Johnson: We do not know where our allies are.  We’ve lost Thiệu.
Rowe: Yeah.
Johnson: Because he thinks that we’ll sell him out.
Rowe: Mm-hmm.
Johnson: And Nixon has convinced him. This damn little old woman, Mrs. Chennault, she’s been in on it.
Rowe: Mm-hmm.
Johnson: And I—
Rowe: I wouldn’t doubt it.
Johnson: Well, I know it. Hell, I know it. I’m not doubting it.  Now we have to wait and see what they do.

In fact, right then on TV in Saigon, President Thieu was making it official: South Vietnam would not play along with the U.S. on their deal with the communists, would not immediately send a delegation to the peace talks in Paris.

Clark M. Clifford (LBJL OH)

I was deeply disturbed at what was taking place.

Secretary of Defense Clark Clifford.

Clark M. Clifford (LBJL OH)
We'd worked awfully hard to get the substantive peace talks going. They were the hope. They could end the killing in Vietnam and here now the Saigon government was dragging its feet.  And all the time American boys were dying in Vietnam.

On Saturday night President Johnson phones the Republican leader Dirksen again...ratcheting up his threats even higher.

LBJL WHT13706 11.2.68

Lyndon B. Johnson: We’re skirting on dangerous ground and I thought I ought to give you the facts and you ought to pass them on if you choose. If you don’t, then I will a little later.

Everett Dirksen: Yeah.

Johnson: Here’s the latest information we got. The agent says, she’s just talked to the boss. And that he says, just hold on until after the election.  Now, I’m reading their hand, Everett -- I don’t want to get this in the campaign.

Dirksen: That’s right.

Johsnon: And they oughtn’t to be doing this. This is treason.

Dirksen: I know.

PROVIDED ENTRIES:
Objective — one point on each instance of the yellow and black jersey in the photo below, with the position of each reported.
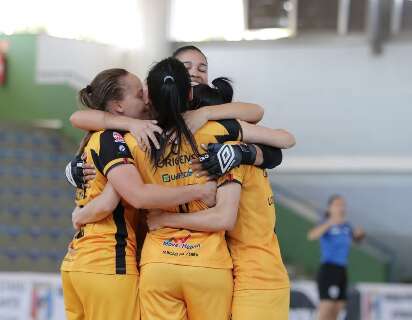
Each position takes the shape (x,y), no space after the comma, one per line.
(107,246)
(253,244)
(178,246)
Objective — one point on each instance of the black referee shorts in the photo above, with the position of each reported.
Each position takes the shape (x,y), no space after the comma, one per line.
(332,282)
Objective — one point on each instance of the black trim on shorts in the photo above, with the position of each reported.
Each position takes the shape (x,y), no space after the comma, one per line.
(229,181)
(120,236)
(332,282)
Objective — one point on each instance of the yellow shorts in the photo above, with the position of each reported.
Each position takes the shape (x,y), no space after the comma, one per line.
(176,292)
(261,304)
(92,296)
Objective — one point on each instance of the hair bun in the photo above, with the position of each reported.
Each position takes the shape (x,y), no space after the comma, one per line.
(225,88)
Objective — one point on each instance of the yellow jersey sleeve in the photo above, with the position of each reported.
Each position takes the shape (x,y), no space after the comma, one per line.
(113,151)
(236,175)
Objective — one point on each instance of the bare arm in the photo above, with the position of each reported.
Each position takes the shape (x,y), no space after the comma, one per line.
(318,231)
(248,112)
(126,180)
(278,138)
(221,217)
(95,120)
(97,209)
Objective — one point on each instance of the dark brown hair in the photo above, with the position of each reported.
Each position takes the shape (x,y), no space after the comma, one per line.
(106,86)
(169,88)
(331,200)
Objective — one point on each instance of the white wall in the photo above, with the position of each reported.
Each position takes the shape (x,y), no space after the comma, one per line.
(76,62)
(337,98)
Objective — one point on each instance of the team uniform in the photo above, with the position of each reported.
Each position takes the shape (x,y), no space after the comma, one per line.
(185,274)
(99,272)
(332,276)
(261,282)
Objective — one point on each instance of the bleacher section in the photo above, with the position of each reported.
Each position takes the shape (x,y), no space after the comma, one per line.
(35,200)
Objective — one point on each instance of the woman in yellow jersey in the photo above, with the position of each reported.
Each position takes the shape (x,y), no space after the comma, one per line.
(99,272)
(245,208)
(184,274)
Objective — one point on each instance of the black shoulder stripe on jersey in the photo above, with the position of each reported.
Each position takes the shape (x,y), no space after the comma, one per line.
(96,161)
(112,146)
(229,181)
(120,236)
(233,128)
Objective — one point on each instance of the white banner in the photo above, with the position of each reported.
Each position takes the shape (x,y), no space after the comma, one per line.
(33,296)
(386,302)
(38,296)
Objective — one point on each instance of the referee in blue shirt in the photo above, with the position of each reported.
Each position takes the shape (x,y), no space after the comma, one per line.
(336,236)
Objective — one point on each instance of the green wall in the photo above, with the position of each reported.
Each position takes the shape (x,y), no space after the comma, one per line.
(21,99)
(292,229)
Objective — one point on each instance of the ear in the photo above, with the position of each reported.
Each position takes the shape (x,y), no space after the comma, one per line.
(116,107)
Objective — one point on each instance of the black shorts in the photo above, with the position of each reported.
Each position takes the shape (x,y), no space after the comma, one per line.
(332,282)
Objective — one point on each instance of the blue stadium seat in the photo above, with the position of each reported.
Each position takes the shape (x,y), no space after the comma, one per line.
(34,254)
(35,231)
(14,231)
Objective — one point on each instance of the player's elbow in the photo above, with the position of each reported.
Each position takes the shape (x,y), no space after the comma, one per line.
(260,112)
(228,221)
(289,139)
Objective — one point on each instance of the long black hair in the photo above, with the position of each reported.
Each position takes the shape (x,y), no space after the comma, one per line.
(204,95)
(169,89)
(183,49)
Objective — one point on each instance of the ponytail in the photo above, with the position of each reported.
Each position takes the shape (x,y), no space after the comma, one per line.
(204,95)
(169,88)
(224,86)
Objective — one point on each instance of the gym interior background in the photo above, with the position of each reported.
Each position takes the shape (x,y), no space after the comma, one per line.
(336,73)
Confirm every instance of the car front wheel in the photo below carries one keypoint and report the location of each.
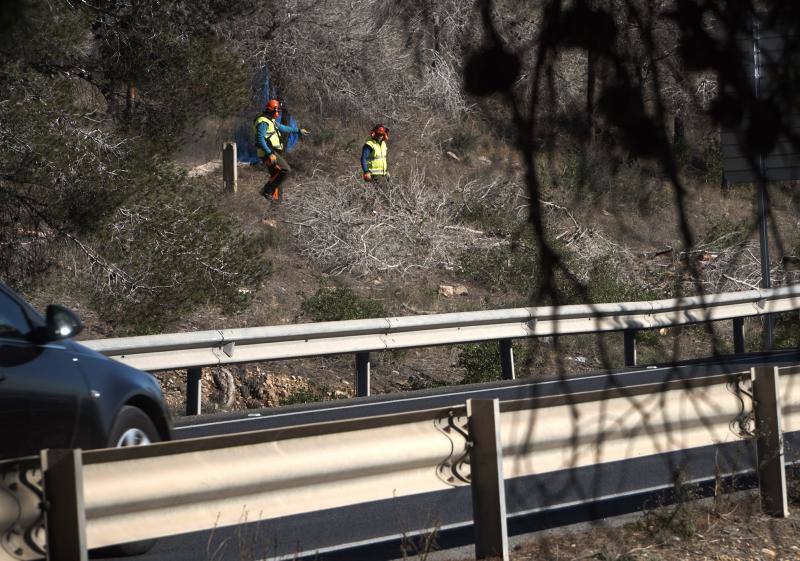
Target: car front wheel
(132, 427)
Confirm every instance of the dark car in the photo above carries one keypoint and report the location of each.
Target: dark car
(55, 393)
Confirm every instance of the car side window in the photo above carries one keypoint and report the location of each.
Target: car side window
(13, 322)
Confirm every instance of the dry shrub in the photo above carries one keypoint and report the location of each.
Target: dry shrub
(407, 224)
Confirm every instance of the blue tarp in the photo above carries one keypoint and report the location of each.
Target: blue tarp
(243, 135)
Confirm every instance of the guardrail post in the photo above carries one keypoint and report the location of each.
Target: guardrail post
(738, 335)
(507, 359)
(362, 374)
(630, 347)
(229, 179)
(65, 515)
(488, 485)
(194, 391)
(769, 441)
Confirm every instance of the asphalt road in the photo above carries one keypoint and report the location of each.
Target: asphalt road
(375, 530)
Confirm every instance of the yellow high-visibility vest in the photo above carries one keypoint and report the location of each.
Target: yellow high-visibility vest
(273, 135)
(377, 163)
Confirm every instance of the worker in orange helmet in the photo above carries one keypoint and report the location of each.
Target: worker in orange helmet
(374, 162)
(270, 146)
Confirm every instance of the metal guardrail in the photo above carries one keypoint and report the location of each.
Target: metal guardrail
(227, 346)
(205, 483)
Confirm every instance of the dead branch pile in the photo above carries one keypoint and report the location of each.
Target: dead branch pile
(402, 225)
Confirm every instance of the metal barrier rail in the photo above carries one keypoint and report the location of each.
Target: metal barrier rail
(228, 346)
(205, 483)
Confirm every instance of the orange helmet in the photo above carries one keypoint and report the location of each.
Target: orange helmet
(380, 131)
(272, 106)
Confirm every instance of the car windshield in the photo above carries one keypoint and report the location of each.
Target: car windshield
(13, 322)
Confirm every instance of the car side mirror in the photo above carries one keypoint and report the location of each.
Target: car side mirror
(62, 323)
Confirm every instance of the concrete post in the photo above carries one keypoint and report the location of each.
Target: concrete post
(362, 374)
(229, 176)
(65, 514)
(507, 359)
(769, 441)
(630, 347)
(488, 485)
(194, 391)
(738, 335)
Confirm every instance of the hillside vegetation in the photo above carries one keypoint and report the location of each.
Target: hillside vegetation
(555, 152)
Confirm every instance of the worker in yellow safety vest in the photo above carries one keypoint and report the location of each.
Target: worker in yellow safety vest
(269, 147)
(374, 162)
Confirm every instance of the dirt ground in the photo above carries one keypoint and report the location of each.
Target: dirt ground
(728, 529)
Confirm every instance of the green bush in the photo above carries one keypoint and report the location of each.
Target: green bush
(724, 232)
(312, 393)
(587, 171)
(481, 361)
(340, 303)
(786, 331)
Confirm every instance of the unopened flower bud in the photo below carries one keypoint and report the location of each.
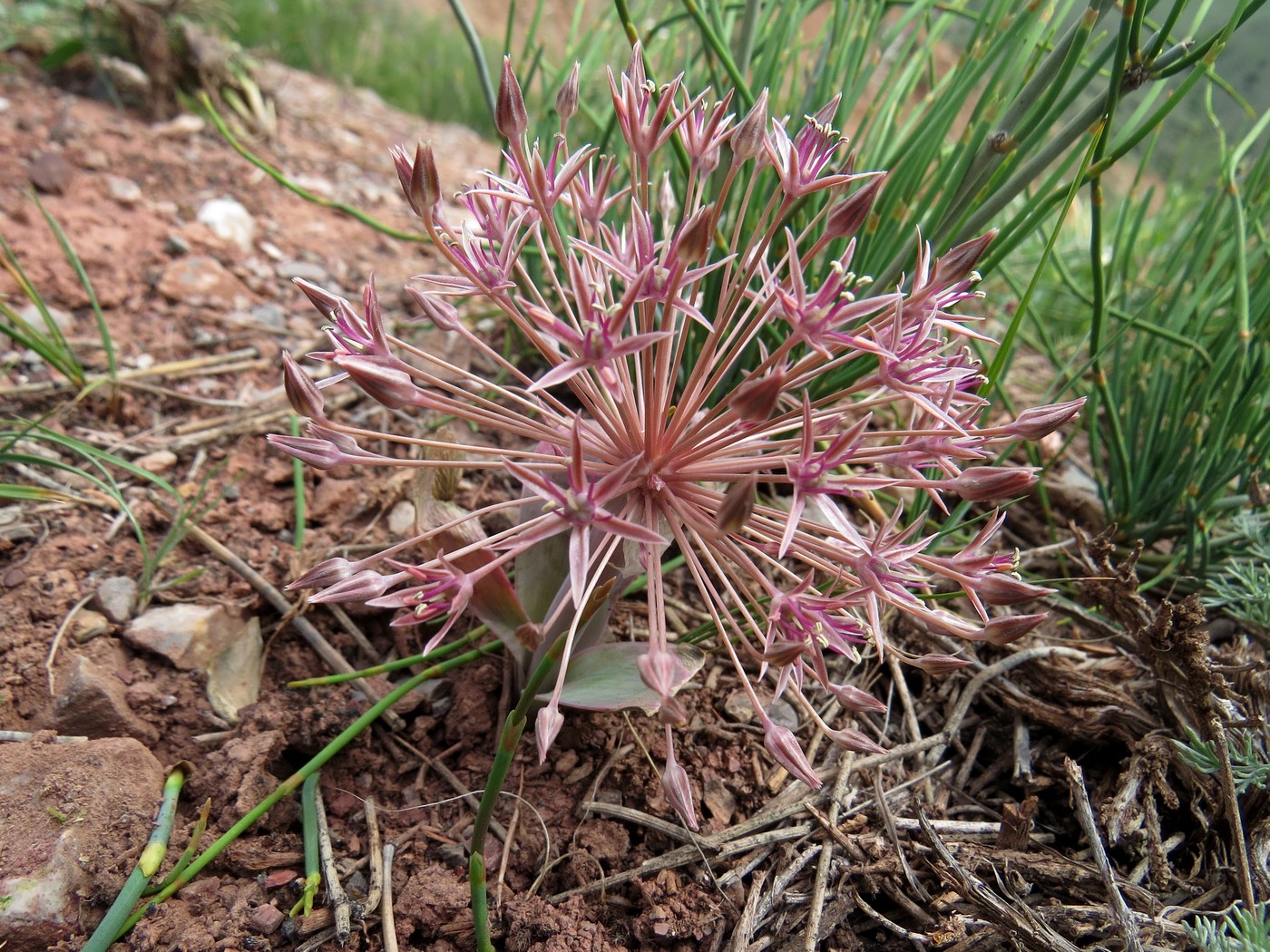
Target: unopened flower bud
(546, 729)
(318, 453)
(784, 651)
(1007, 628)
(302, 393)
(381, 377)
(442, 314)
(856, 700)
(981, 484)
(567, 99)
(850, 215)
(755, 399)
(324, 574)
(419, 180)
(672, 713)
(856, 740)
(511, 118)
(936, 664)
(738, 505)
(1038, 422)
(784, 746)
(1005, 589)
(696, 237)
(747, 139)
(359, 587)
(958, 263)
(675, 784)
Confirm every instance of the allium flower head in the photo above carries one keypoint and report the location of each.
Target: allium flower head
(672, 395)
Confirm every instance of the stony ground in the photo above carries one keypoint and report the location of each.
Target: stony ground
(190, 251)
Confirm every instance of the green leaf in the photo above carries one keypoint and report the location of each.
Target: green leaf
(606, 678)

STATED PROBLEM A:
Using the transcript, answer briefly:
(i) Whom does Johnson say has "been in on it"?
(ii) What office is Clark Clifford identified as holding?
(iii) On what night does President Johnson phone Dirksen again?
STATED PROBLEM B: Extract the lines of the records verbatim, starting at the line that contains "Confirm every instance of the allium" and ending at the final line of the records, with both ends included.
The transcript and the records were drawn from unrelated sources.

EXERCISE OUTPUT A:
(i) Mrs. Chennault
(ii) Secretary of Defense
(iii) Saturday night

EXERCISE OUTPUT B:
Confirm every instance of the allium flower head in the photo above carries one keypoint and report the location of each.
Target: allium flower head
(672, 395)
Confirm every instance of the stony ground in the photo above carries one keypoint and report the location of each.
Target: stony ground
(190, 251)
Confirm every instance of the green leaf in the photo above carries one keypoint and report the location of each.
Target: green leaf
(606, 678)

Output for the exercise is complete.